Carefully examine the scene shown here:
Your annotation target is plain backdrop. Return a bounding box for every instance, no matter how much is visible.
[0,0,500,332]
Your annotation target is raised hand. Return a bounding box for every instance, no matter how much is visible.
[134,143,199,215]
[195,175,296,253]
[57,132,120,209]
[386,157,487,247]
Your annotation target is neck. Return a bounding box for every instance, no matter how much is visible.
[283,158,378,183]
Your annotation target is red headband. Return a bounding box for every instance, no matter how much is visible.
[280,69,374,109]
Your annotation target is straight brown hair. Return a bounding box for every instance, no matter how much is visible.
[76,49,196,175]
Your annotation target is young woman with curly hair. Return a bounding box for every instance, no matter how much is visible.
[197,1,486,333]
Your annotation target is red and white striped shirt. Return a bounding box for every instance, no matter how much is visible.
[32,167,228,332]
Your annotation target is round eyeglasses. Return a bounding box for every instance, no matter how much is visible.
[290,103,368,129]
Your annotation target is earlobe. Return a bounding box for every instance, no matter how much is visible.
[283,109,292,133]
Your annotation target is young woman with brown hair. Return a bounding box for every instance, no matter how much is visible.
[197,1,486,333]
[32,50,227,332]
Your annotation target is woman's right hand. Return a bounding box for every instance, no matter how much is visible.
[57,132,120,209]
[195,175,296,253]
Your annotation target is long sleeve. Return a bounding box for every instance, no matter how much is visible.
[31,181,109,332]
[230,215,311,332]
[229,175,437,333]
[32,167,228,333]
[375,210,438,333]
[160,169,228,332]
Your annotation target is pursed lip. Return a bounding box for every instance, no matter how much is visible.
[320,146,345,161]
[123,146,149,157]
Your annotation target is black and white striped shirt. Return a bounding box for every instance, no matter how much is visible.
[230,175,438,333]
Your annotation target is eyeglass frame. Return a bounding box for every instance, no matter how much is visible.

• • •

◆ REQUEST ◆
Update the records above by replacing "striped shirt" with "striped top" everywhere it occurs, leaving every other part unchanged.

◆ EXERCISE OUTPUT ◆
Carefully examine the scene shown here:
Your annotation target is plain backdrop. Return a bounding box for every instance, no matter how much is visible.
[0,0,500,332]
Your annotation target is raised hand. Return a bounding box for every instance, no matter how much is visible.
[134,143,199,215]
[195,175,296,253]
[57,132,120,209]
[386,157,487,247]
Your annotation target is neck. Return a bounding box for every instance, no matter how much is visible.
[283,158,378,183]
Your annotation target is red headband. Return a bounding box for every instance, no matter how much is visible.
[280,69,374,109]
Your annotation target is straight brown hair. Return a bounding box for every instance, no matter how much is visible.
[76,49,196,175]
Your annotation target is young woman with curly hair. Return a bounding box for every instance, no matter how much is visible.
[197,1,486,333]
Your annotation target is red and white striped top. Return a bounding box for every instance, no matter how much is visible.
[32,167,228,332]
Your annotation target is round eyeglasses. Return a bounding box for every instance, no matter how much is visible.
[290,103,368,129]
Your annotation target is earlobe. Return a bounding box for every instance, no matter how much is visible.
[283,109,292,133]
Your annotation target is young woman with brown hair. Return a bounding box for every instance, no matter how much is visible.
[197,1,486,333]
[32,50,227,332]
Your annotation target is woman's right hand. Return a bounding box for every instance, no matter how much is visible.
[57,132,120,209]
[195,175,296,253]
Your annotation target is long sleeve. Return a bounding box for every instance, no matter how much is visible.
[31,181,109,332]
[230,215,311,332]
[229,175,437,333]
[32,167,228,333]
[375,210,438,333]
[160,169,228,332]
Your annotation target is pursed lip. Return a bounding box for every instance, no matter how much is visible.
[320,146,345,161]
[123,146,149,157]
Your annotation target is black and white striped top. Return a bounding box for every instance, no matter how much is visible.
[230,175,438,333]
Your annotation target is eyeglass frame. Return a bounding box for every instance, no matter how much is visible.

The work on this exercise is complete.